### Objetivo
Pode transcrever, sem nenhuma alteração, o trecho do texto sobre a triunidade de Deus que começa nas palavras "Ide, portanto, fazei" e para logo após "sobre a triunidade de Deus?"?

### Texto extraído

◇ ◇ ◇ ◇

A Triunidade de Deus
Você acredita na triunidade de Deus? Você pode responder: Não! Não acredito! Ou sim, eu acredito, ou, talvez: Acredito mas não consigo entendê-la nem explicá-la. Resumindo, muitos crentes das igrejas dizem acreditar na triunidade de Deus mas admitem que não entendem como ela se constitui. Para esclarecer parte das dúvidas que rondam o assunto, e poder se fazer entender esta valiosa doutrina, dividi o estudo em duas partes. Na primeira parte vamos separar as principais passagens bíblicas que expressam a comprovam a triunidade de Deus. Na segunda parte veremos que a triunidade de Deus não é uma doutrina abstrata, pelo contrário, é uma doutrina prática, pois nos ensina o valor da colaboração humilde, o valor do relacionamento afetuoso e do conhecimento pessoal.
Ide, portanto, fazei discípulos de todas as nações, batizando-os em nome do Pai, e do Filho, e do Espírito Santo; (Mateus 28:19)
I - O que a Bíblia nos fala sobre a triunidade de Deus?

◇ ◇ ◇ ◇

Itens listados em um conjunto de dados
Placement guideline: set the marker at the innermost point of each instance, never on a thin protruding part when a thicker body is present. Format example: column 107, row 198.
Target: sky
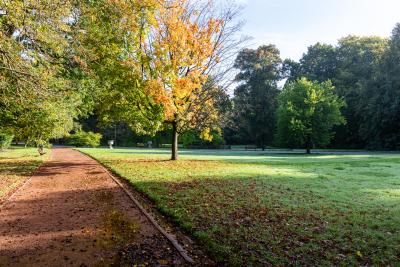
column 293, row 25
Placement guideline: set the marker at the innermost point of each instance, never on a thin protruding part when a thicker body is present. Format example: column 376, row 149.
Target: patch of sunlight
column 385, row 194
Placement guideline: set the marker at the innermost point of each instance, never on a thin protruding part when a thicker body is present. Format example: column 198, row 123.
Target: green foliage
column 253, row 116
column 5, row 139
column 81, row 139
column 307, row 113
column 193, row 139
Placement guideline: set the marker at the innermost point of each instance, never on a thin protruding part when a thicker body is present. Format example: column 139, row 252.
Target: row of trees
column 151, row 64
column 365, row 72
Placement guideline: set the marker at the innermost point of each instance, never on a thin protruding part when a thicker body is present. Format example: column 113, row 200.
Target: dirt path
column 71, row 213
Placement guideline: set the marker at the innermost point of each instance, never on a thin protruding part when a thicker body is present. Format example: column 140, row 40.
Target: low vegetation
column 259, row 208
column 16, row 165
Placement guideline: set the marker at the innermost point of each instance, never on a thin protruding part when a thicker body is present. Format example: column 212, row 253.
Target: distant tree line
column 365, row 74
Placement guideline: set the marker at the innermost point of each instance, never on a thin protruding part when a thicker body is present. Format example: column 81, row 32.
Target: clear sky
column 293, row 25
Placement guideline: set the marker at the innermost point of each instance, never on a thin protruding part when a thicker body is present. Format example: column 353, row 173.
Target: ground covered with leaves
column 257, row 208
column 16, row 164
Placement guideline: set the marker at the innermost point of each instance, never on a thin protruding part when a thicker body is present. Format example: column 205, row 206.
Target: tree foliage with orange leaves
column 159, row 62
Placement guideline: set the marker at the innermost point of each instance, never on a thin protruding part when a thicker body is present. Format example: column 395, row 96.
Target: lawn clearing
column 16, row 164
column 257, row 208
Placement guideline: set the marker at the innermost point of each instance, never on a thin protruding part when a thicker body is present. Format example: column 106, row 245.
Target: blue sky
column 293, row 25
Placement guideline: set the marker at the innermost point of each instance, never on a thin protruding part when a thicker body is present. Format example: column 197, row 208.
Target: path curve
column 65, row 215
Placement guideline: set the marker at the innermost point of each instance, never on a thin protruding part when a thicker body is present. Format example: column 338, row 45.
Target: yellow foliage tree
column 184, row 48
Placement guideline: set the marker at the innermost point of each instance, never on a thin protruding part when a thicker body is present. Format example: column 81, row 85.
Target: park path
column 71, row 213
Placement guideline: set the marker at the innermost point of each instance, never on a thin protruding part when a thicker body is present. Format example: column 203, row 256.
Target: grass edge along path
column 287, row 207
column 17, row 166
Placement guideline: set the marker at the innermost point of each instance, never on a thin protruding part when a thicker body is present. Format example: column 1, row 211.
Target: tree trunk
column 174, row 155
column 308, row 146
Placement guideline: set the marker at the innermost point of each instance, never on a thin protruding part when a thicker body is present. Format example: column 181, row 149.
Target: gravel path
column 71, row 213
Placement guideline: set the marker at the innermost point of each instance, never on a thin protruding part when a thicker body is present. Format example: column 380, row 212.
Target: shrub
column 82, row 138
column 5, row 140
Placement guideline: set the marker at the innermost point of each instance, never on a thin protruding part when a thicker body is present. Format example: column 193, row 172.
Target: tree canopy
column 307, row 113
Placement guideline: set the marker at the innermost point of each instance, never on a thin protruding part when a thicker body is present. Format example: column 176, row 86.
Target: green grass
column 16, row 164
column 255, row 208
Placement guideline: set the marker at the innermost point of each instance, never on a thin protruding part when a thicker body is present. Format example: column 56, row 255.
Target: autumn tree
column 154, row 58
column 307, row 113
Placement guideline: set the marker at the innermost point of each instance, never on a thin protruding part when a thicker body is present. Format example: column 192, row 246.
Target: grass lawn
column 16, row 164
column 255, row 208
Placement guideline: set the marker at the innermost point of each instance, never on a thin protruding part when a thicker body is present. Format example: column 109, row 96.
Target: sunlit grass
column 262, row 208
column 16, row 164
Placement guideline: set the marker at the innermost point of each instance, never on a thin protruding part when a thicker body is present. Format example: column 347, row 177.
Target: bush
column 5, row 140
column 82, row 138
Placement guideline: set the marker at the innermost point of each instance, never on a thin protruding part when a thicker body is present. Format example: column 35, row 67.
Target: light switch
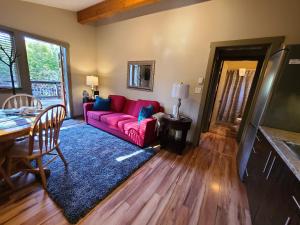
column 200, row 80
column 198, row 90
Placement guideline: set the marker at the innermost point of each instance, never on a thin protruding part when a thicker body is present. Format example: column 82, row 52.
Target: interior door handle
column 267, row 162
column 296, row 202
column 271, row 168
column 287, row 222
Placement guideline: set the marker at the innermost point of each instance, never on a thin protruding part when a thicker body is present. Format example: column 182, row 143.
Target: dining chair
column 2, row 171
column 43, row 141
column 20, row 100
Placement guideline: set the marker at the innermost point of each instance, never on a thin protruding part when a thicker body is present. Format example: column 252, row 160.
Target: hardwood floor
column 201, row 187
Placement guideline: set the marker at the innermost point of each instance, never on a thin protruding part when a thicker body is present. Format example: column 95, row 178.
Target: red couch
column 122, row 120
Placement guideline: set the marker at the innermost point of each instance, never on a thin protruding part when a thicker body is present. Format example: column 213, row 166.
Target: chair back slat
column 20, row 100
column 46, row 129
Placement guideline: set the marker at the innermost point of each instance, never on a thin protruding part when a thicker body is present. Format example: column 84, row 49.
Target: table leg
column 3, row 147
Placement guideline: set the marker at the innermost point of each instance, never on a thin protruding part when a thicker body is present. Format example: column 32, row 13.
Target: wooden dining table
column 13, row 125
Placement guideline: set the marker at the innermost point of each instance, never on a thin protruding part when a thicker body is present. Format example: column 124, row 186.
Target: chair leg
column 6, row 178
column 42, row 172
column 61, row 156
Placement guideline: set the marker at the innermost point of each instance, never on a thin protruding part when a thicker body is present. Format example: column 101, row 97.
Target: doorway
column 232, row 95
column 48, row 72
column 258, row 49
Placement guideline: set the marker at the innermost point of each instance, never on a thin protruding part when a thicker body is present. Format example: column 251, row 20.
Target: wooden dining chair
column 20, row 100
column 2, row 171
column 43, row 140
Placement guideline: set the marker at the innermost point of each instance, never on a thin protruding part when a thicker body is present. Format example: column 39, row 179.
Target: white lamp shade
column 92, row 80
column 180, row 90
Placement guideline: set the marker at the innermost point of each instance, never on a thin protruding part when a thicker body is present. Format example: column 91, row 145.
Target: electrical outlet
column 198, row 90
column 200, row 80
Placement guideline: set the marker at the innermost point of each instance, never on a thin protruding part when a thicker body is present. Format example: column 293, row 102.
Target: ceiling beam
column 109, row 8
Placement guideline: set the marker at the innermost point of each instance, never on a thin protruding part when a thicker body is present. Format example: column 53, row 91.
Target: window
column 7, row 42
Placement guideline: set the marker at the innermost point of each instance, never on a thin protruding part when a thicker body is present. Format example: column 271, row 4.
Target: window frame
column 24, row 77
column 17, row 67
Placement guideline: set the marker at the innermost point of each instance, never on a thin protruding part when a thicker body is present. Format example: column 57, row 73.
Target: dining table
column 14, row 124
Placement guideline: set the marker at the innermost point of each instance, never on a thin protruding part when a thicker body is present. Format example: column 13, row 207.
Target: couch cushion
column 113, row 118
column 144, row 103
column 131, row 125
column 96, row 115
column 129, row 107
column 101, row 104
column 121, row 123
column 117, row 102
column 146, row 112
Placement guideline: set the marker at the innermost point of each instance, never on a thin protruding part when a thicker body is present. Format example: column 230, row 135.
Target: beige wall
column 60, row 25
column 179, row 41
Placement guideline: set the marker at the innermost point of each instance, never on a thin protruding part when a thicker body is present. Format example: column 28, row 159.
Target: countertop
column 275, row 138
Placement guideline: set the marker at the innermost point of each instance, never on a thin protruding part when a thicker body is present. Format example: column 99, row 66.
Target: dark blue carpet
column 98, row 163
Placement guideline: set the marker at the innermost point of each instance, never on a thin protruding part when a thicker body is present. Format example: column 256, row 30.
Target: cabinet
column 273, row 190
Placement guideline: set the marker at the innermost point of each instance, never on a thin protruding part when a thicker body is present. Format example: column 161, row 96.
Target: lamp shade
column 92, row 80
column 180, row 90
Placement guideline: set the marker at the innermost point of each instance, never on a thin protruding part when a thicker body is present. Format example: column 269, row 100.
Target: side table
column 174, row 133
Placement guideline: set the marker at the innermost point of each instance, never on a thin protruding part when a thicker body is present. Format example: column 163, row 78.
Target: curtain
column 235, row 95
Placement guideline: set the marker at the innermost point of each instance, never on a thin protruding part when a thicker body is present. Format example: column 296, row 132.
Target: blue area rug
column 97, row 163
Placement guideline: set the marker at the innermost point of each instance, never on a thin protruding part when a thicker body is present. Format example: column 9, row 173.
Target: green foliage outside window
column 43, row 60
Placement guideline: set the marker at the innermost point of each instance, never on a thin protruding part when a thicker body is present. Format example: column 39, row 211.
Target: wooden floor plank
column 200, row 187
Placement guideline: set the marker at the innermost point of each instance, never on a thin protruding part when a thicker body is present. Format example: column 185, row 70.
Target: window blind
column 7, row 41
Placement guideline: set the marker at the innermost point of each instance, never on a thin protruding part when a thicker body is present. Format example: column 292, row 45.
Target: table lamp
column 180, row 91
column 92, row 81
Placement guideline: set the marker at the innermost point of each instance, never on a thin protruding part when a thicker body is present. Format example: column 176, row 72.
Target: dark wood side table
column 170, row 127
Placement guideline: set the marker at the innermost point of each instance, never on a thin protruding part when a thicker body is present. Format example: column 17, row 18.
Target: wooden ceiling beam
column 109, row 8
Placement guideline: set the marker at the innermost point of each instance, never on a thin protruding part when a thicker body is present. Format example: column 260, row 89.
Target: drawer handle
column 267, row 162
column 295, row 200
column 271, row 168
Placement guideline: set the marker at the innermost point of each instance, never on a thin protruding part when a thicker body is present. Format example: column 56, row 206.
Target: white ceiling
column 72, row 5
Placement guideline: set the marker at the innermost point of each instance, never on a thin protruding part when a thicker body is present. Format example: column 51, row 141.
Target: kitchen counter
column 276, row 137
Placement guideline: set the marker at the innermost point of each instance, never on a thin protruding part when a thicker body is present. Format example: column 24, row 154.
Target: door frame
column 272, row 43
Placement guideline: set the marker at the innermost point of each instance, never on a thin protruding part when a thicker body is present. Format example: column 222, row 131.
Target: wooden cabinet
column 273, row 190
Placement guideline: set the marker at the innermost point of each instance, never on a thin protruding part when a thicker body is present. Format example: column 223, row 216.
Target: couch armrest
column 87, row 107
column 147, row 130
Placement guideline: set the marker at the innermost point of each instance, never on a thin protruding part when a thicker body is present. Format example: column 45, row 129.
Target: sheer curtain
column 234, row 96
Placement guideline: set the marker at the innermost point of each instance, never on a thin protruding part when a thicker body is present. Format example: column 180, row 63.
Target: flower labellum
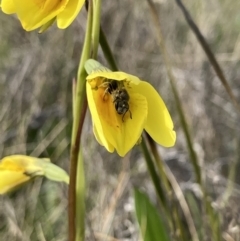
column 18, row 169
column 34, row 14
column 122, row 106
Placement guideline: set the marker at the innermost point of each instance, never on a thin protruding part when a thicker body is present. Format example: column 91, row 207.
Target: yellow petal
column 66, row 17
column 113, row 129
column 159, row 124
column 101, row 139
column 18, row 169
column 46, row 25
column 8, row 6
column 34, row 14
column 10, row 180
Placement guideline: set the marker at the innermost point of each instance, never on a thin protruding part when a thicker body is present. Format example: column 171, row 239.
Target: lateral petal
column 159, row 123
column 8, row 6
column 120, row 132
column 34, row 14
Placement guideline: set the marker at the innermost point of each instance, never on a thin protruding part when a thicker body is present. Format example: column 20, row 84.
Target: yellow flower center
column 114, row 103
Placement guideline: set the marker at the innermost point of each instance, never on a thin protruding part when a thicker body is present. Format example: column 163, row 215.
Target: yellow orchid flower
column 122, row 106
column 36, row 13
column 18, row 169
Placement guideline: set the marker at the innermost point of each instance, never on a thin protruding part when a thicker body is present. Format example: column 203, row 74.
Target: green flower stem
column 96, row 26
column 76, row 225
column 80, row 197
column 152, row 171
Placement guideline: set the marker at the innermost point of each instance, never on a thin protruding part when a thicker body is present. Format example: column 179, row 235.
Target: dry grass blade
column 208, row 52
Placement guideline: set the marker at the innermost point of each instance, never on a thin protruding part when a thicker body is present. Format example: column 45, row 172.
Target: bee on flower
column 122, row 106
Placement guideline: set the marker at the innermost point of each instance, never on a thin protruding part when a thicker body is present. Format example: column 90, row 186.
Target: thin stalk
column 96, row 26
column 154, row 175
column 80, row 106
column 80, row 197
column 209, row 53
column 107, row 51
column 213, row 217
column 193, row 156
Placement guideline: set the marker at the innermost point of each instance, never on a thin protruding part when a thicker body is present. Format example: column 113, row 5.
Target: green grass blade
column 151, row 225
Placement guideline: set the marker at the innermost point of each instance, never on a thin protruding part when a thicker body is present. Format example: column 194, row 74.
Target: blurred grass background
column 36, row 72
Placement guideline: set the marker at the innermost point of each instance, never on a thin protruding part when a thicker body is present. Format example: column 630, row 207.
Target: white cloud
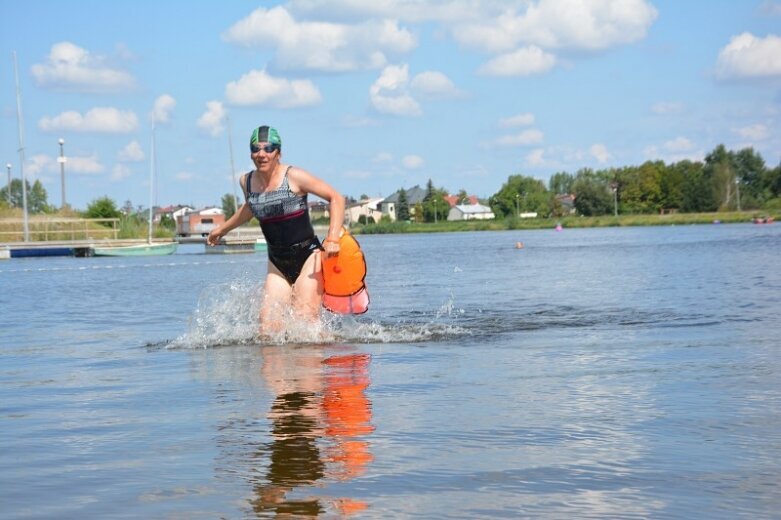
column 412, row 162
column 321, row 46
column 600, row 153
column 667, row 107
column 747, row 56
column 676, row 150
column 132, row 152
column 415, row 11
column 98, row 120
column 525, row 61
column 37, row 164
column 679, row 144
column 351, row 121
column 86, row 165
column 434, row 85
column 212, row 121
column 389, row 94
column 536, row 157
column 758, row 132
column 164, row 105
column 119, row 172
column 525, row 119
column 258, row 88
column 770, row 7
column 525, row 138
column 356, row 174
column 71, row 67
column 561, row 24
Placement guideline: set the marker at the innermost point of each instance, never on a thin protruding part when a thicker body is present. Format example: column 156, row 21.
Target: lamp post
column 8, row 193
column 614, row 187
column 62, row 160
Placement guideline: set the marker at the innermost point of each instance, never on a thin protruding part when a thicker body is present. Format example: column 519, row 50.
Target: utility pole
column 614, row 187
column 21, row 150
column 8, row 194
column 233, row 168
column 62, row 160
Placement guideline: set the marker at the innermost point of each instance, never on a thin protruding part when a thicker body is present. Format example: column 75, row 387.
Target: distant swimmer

◇ ◇ ◇ ◇

### Resultado
Ide, portanto, fazei discípulos de todas as nações, batizando-os em nome do Pai, e do Filho, e do Espírito Santo; (Mateus 28:19)
I - O que a Bíblia nos fala sobre a triunidade de Deus?